▶ [DESCRIPTION OF THE TASK]
Each line from the one containing "of the road" to the end of the listing below should be output exactly; no other line is wanted.
#### THE INPUT
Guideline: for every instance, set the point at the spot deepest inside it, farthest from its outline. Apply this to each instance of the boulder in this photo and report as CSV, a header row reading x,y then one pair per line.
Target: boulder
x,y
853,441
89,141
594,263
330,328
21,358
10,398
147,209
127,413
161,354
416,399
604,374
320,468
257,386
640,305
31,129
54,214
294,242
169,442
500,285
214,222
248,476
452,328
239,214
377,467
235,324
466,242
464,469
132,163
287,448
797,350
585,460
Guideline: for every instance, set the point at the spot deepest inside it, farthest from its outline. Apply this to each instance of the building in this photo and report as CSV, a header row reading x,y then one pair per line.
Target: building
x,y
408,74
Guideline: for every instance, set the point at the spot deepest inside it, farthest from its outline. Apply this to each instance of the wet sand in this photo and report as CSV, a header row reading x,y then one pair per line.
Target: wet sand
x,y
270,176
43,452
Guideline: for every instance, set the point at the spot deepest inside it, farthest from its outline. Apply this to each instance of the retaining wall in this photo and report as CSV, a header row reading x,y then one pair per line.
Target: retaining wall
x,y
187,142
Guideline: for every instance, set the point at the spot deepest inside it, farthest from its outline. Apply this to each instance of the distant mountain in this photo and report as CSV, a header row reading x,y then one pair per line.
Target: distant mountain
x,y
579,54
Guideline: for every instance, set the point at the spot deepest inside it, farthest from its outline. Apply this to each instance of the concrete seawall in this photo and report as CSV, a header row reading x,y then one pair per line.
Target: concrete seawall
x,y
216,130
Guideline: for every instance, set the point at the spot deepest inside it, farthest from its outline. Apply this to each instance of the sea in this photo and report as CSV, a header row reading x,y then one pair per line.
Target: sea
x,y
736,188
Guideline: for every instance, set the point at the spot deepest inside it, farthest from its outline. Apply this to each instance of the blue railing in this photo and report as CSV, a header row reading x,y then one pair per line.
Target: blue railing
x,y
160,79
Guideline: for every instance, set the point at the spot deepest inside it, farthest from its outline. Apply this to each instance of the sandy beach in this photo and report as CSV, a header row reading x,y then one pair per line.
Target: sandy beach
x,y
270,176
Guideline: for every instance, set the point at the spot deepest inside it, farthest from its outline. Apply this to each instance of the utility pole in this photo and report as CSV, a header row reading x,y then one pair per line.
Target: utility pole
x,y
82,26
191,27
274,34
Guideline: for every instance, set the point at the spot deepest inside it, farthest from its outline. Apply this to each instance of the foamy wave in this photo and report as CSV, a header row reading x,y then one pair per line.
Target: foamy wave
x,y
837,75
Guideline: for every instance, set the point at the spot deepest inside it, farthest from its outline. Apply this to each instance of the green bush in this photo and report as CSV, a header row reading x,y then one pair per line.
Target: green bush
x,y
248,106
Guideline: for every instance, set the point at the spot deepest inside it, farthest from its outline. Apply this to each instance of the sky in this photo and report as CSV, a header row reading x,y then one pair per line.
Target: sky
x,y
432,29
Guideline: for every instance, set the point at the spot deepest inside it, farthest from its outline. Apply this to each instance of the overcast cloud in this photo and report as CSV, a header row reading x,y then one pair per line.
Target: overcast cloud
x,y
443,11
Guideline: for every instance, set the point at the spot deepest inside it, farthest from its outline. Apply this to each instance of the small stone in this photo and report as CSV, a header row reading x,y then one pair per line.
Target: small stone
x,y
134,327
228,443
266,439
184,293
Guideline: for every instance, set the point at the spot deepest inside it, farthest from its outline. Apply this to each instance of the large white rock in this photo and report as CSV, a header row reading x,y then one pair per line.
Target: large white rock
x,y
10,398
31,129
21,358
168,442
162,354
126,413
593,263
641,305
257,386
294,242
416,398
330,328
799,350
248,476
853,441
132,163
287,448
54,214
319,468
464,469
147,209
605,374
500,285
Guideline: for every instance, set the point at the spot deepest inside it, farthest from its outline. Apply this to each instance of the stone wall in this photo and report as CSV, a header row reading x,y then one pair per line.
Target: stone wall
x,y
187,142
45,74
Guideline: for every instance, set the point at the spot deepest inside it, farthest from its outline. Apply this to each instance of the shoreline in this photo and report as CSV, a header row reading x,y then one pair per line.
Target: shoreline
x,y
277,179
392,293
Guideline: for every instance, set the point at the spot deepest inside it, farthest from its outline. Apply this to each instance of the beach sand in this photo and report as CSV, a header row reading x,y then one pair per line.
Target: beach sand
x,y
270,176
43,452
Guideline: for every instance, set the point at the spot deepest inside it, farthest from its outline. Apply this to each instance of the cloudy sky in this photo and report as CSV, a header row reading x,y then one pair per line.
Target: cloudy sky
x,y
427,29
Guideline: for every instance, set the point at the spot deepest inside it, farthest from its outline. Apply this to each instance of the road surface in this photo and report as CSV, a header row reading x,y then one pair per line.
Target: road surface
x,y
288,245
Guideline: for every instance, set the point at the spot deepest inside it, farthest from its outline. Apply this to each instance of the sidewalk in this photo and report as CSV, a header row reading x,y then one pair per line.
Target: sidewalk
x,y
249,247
########
▶ [ANSWER TO THIS EXERCISE]
Guideline: for every instance, set the point at the spot deepest inside it, farthest from its outline. Apply this to each instance of the road surface in this photo and report as CSV, a header row reading x,y then one pair per line.
Target: road surface
x,y
288,245
Guideline: for every instance, set the point at the spot deepest inside it, farthest from its outline. Apply this to each instance of the sidewalk in this photo and report as CSV, a header row reading x,y then one pair per line.
Target: sidewalk
x,y
249,247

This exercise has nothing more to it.